Start of Extracted data

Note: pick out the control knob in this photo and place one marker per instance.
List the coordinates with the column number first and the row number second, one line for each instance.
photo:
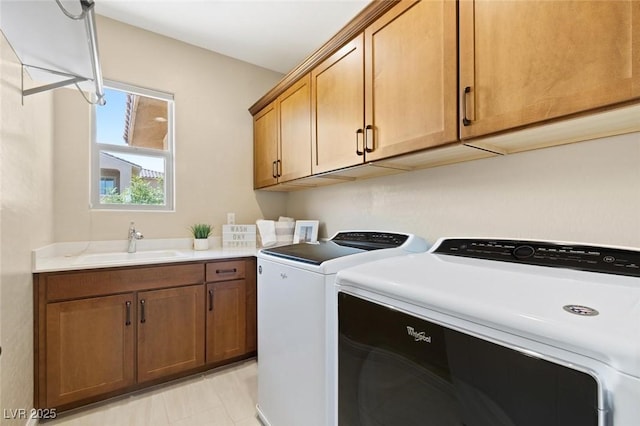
column 523, row 252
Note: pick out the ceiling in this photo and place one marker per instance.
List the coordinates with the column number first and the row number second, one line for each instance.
column 274, row 34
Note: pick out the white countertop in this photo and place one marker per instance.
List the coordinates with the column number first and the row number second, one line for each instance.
column 110, row 254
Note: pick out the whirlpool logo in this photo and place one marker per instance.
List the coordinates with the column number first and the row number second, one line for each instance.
column 418, row 336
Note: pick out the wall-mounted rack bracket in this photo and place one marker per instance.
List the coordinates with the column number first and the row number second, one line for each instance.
column 32, row 91
column 39, row 50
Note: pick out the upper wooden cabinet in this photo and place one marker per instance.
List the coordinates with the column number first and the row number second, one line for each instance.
column 390, row 91
column 282, row 137
column 525, row 62
column 265, row 146
column 338, row 109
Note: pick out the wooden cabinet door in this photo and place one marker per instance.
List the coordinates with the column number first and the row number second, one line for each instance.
column 252, row 305
column 295, row 131
column 90, row 347
column 524, row 62
column 170, row 331
column 411, row 79
column 265, row 147
column 337, row 103
column 226, row 320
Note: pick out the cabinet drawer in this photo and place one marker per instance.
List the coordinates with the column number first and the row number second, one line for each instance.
column 224, row 271
column 74, row 285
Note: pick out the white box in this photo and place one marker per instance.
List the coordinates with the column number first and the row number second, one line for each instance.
column 238, row 236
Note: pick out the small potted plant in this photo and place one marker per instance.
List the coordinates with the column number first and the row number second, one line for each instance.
column 201, row 232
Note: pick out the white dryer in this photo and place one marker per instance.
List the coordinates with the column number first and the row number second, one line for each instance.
column 486, row 332
column 296, row 320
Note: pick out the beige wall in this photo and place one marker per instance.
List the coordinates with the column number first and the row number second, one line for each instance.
column 589, row 191
column 26, row 222
column 213, row 138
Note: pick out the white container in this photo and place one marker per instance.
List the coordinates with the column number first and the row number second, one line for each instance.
column 201, row 244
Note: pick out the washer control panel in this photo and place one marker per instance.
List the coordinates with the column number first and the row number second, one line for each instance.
column 584, row 257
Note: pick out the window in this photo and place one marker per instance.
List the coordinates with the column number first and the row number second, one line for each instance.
column 132, row 150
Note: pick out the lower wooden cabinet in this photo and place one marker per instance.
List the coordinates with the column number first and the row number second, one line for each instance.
column 90, row 347
column 226, row 320
column 104, row 332
column 170, row 330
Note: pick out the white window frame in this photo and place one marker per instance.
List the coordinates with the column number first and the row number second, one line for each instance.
column 168, row 155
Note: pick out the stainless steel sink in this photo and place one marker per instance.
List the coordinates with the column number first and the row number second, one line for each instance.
column 123, row 257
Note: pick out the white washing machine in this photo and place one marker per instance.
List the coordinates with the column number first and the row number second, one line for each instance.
column 485, row 332
column 296, row 371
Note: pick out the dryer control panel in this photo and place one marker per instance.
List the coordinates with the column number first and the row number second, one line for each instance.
column 554, row 254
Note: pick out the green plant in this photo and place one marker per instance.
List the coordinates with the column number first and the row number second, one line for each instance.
column 201, row 230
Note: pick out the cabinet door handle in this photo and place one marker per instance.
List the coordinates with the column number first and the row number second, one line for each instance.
column 128, row 306
column 358, row 133
column 465, row 120
column 368, row 130
column 143, row 318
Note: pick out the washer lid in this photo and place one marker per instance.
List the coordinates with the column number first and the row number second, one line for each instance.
column 343, row 244
column 313, row 253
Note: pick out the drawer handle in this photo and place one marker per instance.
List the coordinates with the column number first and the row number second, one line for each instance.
column 143, row 318
column 128, row 320
column 368, row 130
column 358, row 133
column 465, row 120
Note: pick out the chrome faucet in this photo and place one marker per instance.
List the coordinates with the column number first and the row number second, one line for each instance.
column 133, row 237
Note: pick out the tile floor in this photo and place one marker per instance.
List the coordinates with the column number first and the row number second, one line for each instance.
column 224, row 397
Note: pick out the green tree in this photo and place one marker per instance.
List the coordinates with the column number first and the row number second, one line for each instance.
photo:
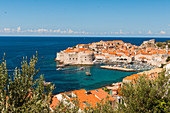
column 146, row 96
column 168, row 59
column 21, row 92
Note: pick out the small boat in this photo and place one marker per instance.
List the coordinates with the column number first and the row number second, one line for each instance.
column 60, row 65
column 81, row 68
column 88, row 73
column 59, row 68
column 46, row 83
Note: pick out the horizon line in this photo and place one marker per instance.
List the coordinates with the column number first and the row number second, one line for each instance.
column 84, row 36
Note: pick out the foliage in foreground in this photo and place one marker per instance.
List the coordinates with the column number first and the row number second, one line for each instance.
column 21, row 92
column 146, row 96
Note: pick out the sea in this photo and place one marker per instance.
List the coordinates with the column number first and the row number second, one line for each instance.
column 71, row 77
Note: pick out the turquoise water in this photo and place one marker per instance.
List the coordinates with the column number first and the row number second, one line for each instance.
column 71, row 78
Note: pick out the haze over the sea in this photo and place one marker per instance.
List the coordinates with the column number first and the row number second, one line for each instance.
column 116, row 18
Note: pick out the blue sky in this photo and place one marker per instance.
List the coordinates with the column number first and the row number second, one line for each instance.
column 85, row 17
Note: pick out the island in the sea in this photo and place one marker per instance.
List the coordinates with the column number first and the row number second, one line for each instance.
column 148, row 52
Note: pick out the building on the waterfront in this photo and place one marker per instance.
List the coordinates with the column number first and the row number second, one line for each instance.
column 114, row 51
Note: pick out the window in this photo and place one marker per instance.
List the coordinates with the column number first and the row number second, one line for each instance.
column 71, row 95
column 88, row 93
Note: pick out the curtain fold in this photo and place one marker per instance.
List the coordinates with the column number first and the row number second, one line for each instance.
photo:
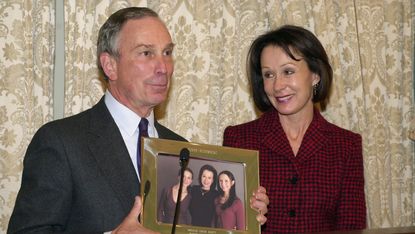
column 26, row 71
column 370, row 44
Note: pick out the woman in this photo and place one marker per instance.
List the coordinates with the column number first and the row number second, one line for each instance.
column 312, row 169
column 201, row 207
column 168, row 200
column 229, row 208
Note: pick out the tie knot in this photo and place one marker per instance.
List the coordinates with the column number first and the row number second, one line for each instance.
column 143, row 126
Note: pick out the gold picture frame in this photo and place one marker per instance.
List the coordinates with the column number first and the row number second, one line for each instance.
column 160, row 167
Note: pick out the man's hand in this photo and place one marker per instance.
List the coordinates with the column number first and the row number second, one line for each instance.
column 259, row 202
column 130, row 224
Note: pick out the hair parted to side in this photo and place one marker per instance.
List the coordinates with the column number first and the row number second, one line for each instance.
column 109, row 32
column 232, row 193
column 292, row 39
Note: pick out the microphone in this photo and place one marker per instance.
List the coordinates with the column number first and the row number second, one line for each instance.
column 184, row 157
column 147, row 187
column 183, row 161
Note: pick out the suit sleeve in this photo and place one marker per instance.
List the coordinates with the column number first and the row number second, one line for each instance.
column 44, row 198
column 352, row 206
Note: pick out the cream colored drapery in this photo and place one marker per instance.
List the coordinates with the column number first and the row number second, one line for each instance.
column 370, row 44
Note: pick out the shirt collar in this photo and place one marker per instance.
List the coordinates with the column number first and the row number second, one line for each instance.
column 126, row 119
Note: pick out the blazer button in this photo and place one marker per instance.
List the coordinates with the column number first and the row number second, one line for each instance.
column 293, row 180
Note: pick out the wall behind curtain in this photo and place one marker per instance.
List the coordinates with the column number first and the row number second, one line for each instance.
column 370, row 45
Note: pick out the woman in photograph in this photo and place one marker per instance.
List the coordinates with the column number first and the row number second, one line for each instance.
column 168, row 200
column 229, row 208
column 202, row 207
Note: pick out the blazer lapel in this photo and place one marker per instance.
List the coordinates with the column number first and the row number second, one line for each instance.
column 111, row 154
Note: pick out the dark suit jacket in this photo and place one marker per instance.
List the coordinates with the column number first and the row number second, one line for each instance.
column 78, row 176
column 319, row 189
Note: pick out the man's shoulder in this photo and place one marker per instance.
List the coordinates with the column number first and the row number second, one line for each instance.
column 166, row 133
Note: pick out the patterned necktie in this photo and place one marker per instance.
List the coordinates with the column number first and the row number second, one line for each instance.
column 143, row 132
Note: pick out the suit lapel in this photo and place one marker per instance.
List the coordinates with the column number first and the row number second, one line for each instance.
column 111, row 154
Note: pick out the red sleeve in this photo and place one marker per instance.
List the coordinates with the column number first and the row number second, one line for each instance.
column 351, row 212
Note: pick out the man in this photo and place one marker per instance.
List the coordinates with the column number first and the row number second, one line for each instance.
column 80, row 173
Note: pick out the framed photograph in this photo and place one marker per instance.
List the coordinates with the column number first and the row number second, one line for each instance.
column 217, row 183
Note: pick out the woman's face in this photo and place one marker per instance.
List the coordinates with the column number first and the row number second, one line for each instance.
column 187, row 179
column 225, row 183
column 288, row 83
column 206, row 179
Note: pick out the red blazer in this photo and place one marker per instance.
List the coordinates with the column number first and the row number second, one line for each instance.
column 320, row 189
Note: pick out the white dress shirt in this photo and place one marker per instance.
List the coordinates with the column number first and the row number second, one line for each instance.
column 127, row 122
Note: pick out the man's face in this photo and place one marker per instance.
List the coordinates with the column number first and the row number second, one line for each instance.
column 140, row 77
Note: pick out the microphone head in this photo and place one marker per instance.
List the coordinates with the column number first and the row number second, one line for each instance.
column 184, row 155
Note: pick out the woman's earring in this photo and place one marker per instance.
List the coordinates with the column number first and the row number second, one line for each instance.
column 315, row 87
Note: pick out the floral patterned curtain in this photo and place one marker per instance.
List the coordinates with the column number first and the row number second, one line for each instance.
column 370, row 44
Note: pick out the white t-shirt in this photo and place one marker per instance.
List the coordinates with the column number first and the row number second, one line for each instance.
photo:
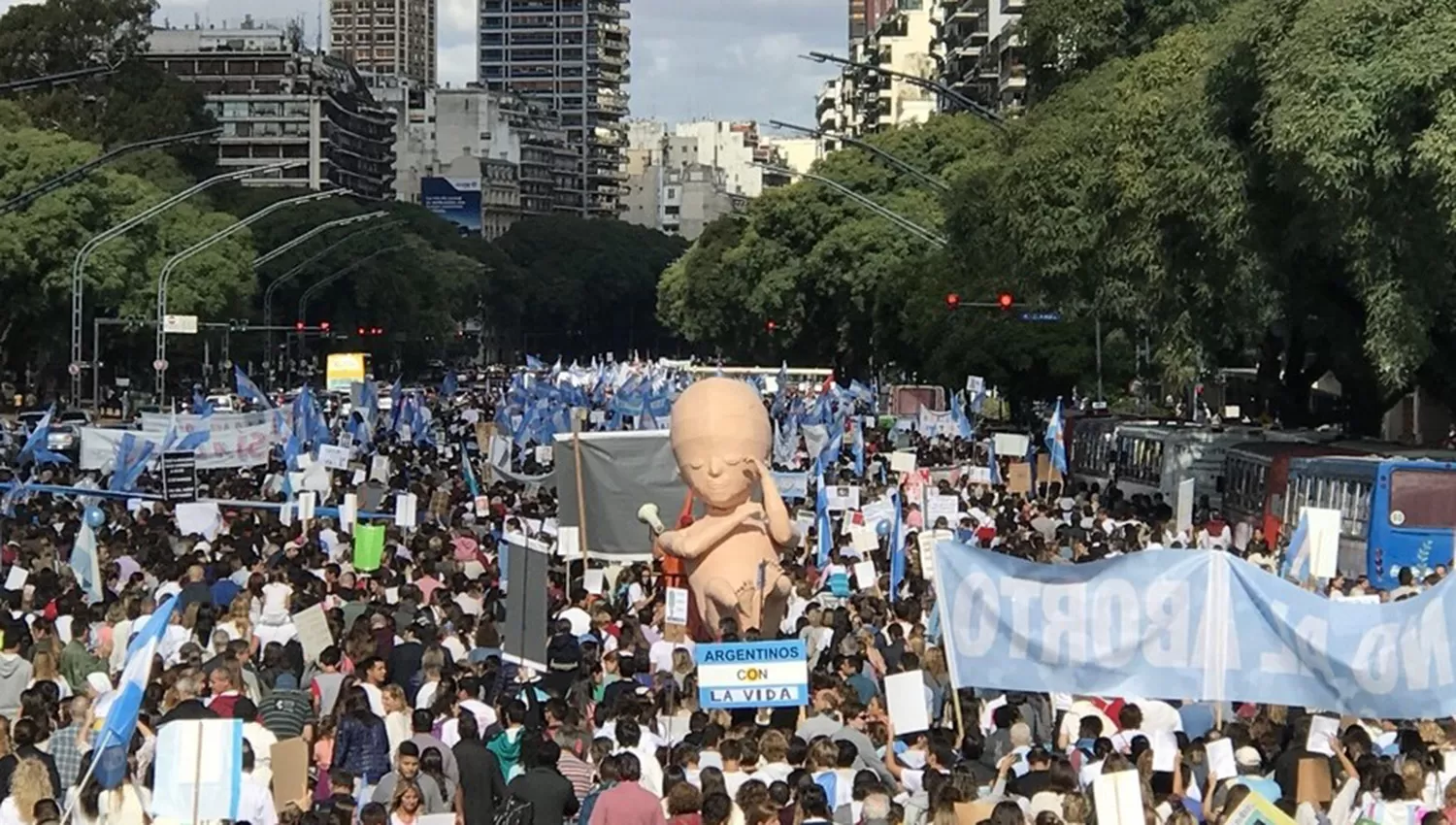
column 276, row 601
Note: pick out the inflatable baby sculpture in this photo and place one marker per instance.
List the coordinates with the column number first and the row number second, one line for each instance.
column 721, row 440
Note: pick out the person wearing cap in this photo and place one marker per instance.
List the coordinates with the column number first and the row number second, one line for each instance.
column 1248, row 763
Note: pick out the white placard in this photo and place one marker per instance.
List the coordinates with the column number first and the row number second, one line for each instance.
column 306, row 504
column 1010, row 444
column 405, row 510
column 1118, row 798
column 594, row 580
column 842, row 498
column 926, row 540
column 940, row 507
column 334, row 457
column 864, row 539
column 676, row 606
column 1324, row 542
column 1321, row 728
column 1182, row 505
column 314, row 632
column 1220, row 758
column 902, row 461
column 865, row 577
column 349, row 511
column 15, row 579
column 905, row 702
column 1165, row 751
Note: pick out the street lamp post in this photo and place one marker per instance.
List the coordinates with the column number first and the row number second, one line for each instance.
column 291, row 274
column 160, row 364
column 23, row 200
column 876, row 150
column 914, row 81
column 331, row 279
column 888, row 214
column 79, row 265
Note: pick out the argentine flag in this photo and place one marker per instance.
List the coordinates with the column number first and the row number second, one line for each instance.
column 119, row 722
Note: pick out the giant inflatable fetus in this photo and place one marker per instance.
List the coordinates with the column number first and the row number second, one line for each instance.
column 721, row 440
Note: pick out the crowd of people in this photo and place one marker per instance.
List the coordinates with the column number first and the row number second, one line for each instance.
column 411, row 713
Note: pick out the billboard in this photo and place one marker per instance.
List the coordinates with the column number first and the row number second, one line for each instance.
column 456, row 200
column 343, row 369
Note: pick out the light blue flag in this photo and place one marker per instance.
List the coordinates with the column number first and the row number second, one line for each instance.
column 218, row 792
column 248, row 390
column 114, row 740
column 897, row 548
column 995, row 463
column 86, row 563
column 821, row 516
column 1296, row 556
column 469, row 473
column 1191, row 624
column 1054, row 441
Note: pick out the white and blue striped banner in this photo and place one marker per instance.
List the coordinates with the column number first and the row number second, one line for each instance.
column 1191, row 624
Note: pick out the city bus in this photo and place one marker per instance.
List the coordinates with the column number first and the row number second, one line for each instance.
column 1155, row 458
column 1395, row 511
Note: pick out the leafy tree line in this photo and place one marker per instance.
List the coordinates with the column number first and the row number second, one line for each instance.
column 555, row 285
column 1241, row 182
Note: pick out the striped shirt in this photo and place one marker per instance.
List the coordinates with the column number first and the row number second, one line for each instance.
column 576, row 772
column 285, row 711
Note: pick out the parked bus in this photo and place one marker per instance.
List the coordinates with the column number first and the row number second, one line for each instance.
column 1155, row 458
column 1255, row 480
column 1395, row 511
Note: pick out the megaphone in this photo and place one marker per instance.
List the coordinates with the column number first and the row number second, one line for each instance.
column 648, row 513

End of Extracted data

Wherever the line holding "Note: pick out the beige" falls in the entries above, copy exactly from it through the line holding "Note: pick out the white washing", inclusive, and add nothing.

Written response:
Note: pick out the beige wall in this photo and place one marker per instance.
List the coordinates with the column number first and the row number second, one line for each instance.
column 589, row 191
column 26, row 222
column 213, row 138
Note: pick out the white container in this photo and place one marker per instance.
List the coordinates with the column number first and the row number second, one line for each instance.
column 201, row 244
Note: pick out the washer control panel in this photo and place one marker per instance.
List the coordinates with the column number first and the row number second, one line for each instance.
column 584, row 257
Note: pick out the window in this photo and place one marker per instance.
List the coordinates with the column number first and the row number second, one line for each instance.
column 132, row 150
Note: pick out the lower wooden cabinet in this photo and place one marker per instance.
List the coordinates with the column number first and the row number second, one line for each instance.
column 90, row 347
column 226, row 320
column 104, row 332
column 170, row 330
Note: pick out the white window frame in this photo and place one marker per instance.
List the coordinates with the column number first and the row number second, one line for each instance.
column 168, row 155
Note: pick out the stainless steel sink in this photo and place one marker per instance.
List the coordinates with the column number first and the row number second, one line for each instance.
column 123, row 257
Note: pick out the white washing machine in this photo and place one marker per instance.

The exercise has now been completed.